[Referring expression data]
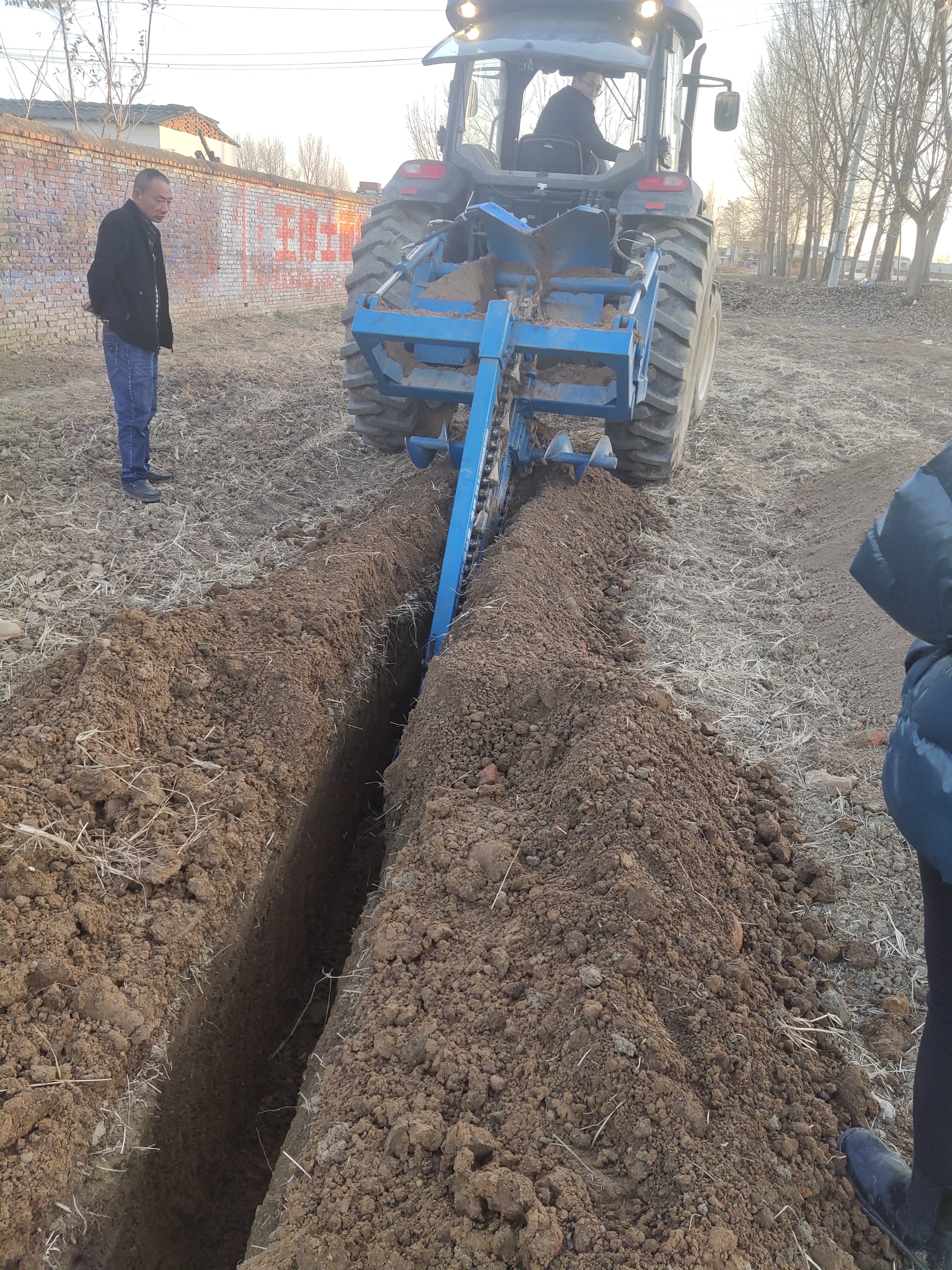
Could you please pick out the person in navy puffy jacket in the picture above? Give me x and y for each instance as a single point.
(906, 565)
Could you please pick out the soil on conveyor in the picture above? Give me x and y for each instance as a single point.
(154, 784)
(587, 1028)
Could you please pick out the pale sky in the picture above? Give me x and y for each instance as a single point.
(348, 73)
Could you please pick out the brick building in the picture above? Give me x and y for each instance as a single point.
(234, 241)
(182, 129)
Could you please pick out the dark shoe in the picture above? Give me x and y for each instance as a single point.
(882, 1182)
(142, 491)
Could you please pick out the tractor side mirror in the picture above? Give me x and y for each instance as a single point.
(727, 111)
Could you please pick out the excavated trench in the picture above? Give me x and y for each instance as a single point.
(569, 1034)
(239, 1062)
(196, 815)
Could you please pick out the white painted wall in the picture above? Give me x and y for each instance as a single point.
(158, 138)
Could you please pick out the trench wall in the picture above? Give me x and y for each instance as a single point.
(234, 241)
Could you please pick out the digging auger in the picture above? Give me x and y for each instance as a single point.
(506, 365)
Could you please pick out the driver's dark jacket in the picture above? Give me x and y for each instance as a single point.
(906, 565)
(569, 115)
(128, 286)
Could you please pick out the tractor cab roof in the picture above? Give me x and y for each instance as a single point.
(568, 45)
(527, 25)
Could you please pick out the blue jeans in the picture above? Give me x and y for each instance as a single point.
(134, 378)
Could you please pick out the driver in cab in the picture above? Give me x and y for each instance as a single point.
(571, 115)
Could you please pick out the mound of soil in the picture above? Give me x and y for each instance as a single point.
(148, 782)
(474, 283)
(585, 1029)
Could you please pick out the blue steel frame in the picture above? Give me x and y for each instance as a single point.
(472, 358)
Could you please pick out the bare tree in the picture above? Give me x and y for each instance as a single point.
(265, 154)
(319, 166)
(63, 10)
(921, 129)
(425, 119)
(97, 54)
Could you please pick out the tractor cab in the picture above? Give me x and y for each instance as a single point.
(554, 244)
(512, 58)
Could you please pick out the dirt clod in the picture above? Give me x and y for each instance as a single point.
(610, 1039)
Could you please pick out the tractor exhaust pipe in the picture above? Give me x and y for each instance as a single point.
(689, 121)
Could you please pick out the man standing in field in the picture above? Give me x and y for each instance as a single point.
(129, 294)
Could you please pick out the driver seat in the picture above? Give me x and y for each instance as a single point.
(549, 154)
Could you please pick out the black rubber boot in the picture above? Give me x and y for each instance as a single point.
(143, 492)
(883, 1186)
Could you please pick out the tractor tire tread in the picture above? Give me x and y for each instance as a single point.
(649, 446)
(383, 422)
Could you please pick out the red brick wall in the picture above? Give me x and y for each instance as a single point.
(233, 241)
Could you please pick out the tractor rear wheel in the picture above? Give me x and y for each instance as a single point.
(384, 422)
(684, 350)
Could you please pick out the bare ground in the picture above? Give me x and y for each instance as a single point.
(746, 606)
(753, 618)
(251, 420)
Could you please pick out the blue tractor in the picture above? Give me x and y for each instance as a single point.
(522, 275)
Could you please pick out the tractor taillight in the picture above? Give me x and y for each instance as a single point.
(663, 181)
(425, 171)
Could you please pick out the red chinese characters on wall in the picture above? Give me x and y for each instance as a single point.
(310, 220)
(309, 236)
(285, 234)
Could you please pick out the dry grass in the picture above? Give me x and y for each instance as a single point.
(719, 604)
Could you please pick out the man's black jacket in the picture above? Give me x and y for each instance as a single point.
(571, 115)
(124, 280)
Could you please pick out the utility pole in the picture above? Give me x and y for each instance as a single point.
(859, 139)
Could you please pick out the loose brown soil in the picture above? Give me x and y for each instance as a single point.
(582, 1037)
(252, 422)
(155, 792)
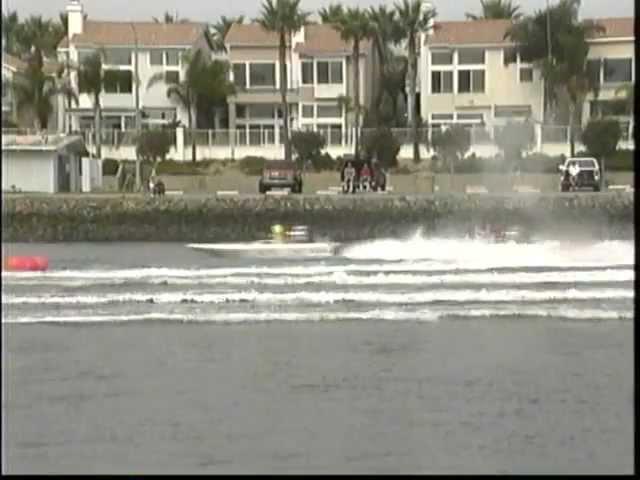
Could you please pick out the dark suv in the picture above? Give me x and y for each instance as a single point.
(280, 174)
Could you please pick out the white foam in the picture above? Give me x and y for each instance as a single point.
(346, 278)
(378, 314)
(468, 253)
(324, 297)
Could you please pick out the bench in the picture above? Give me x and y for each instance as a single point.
(475, 189)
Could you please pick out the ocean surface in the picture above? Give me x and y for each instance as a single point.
(415, 355)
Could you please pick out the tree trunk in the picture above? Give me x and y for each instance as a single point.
(97, 123)
(412, 99)
(572, 135)
(192, 134)
(356, 93)
(283, 96)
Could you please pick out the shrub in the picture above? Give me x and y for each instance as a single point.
(382, 145)
(451, 144)
(172, 167)
(307, 146)
(541, 163)
(324, 162)
(252, 165)
(512, 139)
(154, 144)
(109, 166)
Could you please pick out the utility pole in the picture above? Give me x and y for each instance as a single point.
(136, 81)
(548, 102)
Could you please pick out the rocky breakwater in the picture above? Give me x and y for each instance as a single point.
(63, 218)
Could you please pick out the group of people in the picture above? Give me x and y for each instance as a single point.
(156, 187)
(363, 181)
(570, 177)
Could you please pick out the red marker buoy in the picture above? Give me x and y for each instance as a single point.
(35, 263)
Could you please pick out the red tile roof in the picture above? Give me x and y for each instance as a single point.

→ PROBLEM TO WORK ON:
Beginning at the line where "Could you please pick out the rocky" appears, extract each line through the end of the data above; keep them exact and include nothing else.

→ EXERCISE RESPONSE:
Could you please pick out the rocky breakwater in the picture above? Give me x and y for each instance as a single point.
(63, 218)
Could you please pick out the group of people in the picture above? Give me x and y for each instance as a single point.
(156, 187)
(363, 181)
(570, 177)
Could you please pick out the red marker buoy in the picture above? Give me x and y for each instance as a single point.
(35, 263)
Could you please pick out the red tile roof in the picture above? Give me x and y for each instance as a single point.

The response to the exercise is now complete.